Extract to read: Begin
Estimation and Model Selection for Block Clustering with Mixtures: A Composite Likelihood Approach

Open Access
Author:
Kuruppumullage Don, Prabhani
Graduate Program:
Statistics
Degree:
Doctor of Philosophy
Document Type:
Dissertation
Date of Defense:
May 20, 2014
Committee Members:
  • Bruce G Lindsay, Dissertation Advisor
  • Francesca Chiaromonte, Dissertation Advisor
  • Bruce G Lindsay, Committee Chair
  • Francesca Chiaromonte, Committee Chair
  • David Russell Hunter, Committee Member
  • Kateryna Dmytrivna Makova, Committee Member
  • Dr Aleksandra Slavkovic, Special Member
Keywords:
  • Block clustering
  • Composite Likelihood
  • EM algorithm
  • Mixture models
Abstract:
Clustering is the task of finding useful and meaningful groups in data, in a way that members within a group are more similar to each other than to members of other groups. There are many well established statistical methods that are used for clustering; among these mixture-based approaches have several advantages and have become increasingly popular. In this thesis, we introduce a mixture-based approach for block clustering (i.e. simultaneous clustering of rows and columns of a data matrix). We discuss the computational challenges that prevent the use of traditional likelihood approaches in this setting, and provide an alternative. We build a composite likelihood that overcomes the computational burden, and devise a nested Expectation-Maximization (EM) algorithm to estimate the block mixture model. Moreover, we develop two useful tools for model selection in block clustering. These can be used, in particular, to determine the number of row and column groups. We discuss how the gradient function can be used to assess the lack of fit of a block mixture model and provide an EM gradient search algorithm to progress towards better fitting models. Further, we develop a composite likelihood ratio test for comparing two block mixture models and incorporate it into a forward model selection method. We then use our methods for two human genomics applications. In one we simultaneously cluster loci of enhanced microsatellite mutability and a large array of genomic features characterizing their environment. In the second, we do the same type of analysis for so-called common fragile sites in the genome. Finally, we list some of the limitations of our methods, identifying challenges and discussing avenues for future developments.
Extract to read: End
Dataset content: Begin
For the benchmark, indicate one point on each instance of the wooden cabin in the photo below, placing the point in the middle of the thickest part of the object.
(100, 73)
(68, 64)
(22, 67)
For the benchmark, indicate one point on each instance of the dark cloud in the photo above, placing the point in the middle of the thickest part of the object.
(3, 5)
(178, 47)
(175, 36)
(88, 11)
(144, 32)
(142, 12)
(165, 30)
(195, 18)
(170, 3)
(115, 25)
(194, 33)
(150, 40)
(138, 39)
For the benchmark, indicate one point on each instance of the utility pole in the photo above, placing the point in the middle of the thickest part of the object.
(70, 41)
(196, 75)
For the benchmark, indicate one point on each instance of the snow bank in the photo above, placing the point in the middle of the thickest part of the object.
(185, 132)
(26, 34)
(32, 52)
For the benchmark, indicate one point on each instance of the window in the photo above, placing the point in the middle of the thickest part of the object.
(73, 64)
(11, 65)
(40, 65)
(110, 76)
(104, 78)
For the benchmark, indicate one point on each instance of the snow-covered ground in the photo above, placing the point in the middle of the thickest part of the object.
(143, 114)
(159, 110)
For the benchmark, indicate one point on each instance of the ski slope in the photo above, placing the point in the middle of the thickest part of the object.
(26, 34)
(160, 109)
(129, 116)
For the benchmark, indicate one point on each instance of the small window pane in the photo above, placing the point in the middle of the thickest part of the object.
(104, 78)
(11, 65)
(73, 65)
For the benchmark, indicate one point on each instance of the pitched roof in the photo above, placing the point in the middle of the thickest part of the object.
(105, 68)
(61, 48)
Dataset content: End
## Exercise goal
Answer these questions about the dissertation page:
1. On what date was the dissertation defended?
2. What algorithm was devised to estimate the block mixture model?
3. What test was developed for comparing two block mixture models?
Use only the dissertation page as your source, not the items.

## Reply to the task
1. May 20, 2014
2. A nested Expectation-Maximization (EM) algorithm
3. A composite likelihood ratio test